Lay out the records from the line containing "of the sunlit" through the end of the records, both included, as a JSON list of strings with one string per line and no blank lines. Omit the pictures from the answer.

### Provided data ###

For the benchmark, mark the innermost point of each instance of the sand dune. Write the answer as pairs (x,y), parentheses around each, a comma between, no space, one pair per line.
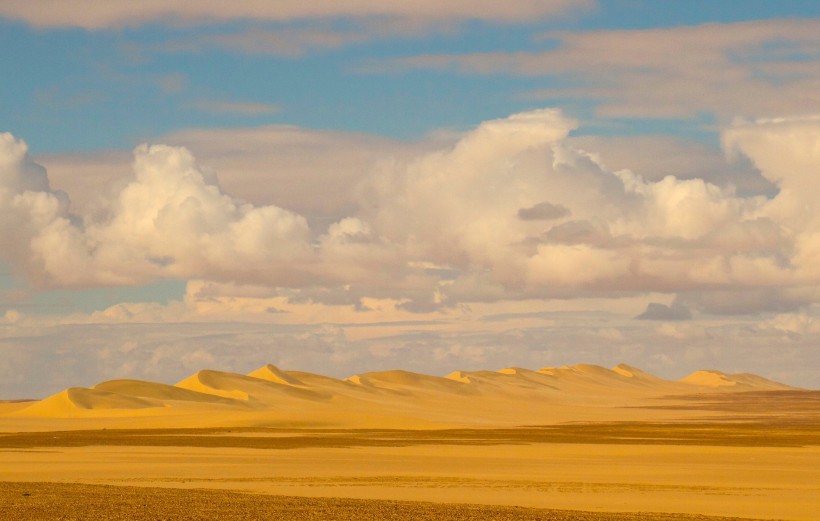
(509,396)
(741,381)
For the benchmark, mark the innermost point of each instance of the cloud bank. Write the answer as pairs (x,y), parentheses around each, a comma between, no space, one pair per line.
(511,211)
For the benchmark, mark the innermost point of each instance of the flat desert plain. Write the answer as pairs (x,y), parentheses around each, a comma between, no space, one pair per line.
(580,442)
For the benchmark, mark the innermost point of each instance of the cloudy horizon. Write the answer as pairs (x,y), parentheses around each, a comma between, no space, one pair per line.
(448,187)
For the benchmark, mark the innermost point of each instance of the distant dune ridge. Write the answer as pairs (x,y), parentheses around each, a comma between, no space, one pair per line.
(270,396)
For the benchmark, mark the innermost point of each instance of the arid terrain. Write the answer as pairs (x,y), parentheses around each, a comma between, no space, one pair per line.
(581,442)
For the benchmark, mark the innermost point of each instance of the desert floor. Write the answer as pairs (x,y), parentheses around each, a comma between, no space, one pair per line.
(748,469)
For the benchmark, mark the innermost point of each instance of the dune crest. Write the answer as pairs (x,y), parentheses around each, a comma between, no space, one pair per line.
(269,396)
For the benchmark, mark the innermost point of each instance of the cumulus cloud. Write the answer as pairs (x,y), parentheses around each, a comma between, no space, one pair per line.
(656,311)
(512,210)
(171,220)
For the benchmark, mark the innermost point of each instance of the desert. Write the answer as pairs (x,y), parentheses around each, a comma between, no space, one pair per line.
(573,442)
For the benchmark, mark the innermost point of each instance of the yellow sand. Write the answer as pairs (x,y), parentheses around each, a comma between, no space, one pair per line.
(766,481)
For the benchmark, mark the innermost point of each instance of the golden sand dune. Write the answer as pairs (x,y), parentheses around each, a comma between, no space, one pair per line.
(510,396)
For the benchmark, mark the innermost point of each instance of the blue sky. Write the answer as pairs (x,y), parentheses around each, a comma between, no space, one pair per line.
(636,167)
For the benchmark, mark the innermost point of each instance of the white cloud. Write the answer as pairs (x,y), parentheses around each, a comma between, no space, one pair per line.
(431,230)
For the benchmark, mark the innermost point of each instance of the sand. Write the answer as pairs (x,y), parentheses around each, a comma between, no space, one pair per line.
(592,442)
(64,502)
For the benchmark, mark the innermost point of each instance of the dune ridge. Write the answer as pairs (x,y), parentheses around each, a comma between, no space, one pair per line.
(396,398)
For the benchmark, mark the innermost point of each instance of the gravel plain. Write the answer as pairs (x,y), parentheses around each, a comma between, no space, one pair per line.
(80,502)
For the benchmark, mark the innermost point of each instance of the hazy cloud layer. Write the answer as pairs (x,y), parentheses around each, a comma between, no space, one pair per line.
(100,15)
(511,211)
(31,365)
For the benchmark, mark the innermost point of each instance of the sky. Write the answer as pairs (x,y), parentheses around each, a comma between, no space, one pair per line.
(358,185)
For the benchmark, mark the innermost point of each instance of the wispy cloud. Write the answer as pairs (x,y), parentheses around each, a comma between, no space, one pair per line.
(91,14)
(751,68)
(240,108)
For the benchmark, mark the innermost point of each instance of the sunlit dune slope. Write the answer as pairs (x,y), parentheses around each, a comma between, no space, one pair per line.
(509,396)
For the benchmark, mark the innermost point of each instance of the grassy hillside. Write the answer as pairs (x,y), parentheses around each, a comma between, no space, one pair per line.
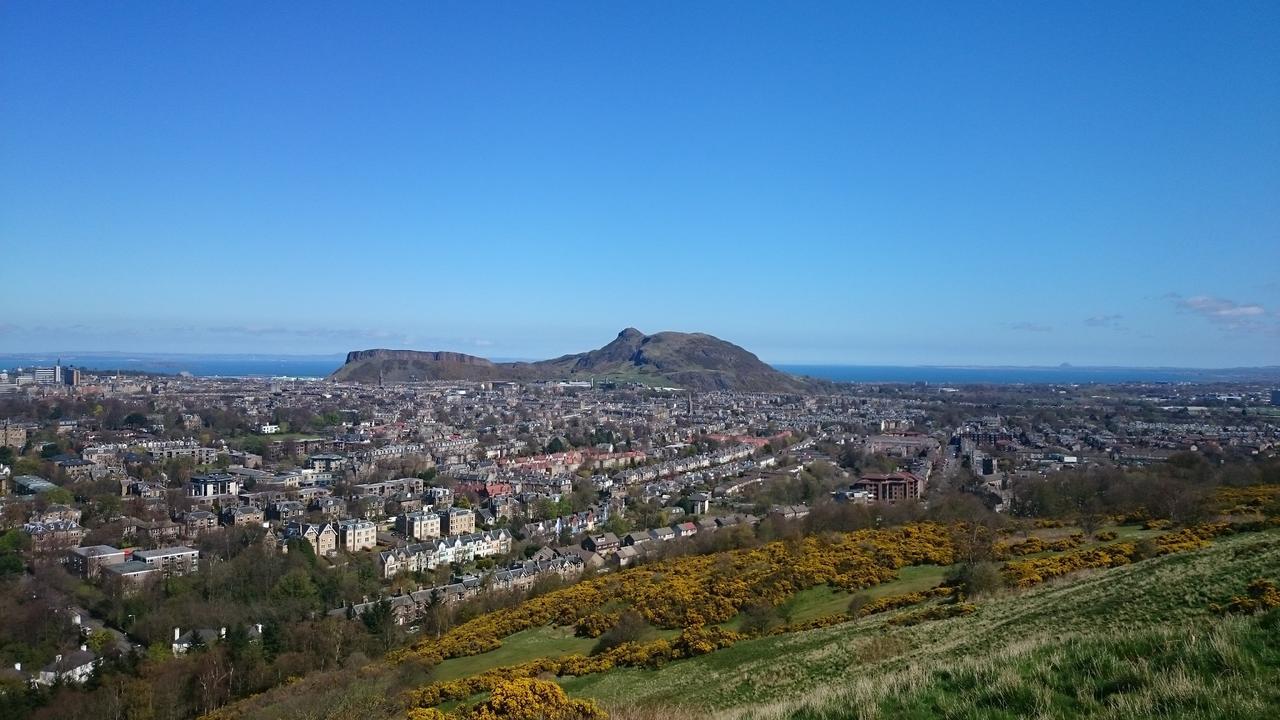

###

--- Task answer ---
[
  "For the benchmark, mark the innermost point of each instance of the sunlit dune slope. Write the answer as pairs (x,y), parentheses around each, a comma between, no space, one pair per line.",
  "(509,396)",
  "For the benchmark, mark the innermost point of each instance of the grassy hillside. Write the answer as pairs (x,y), parentheses around each, a comma between, no space, one pair per line."
]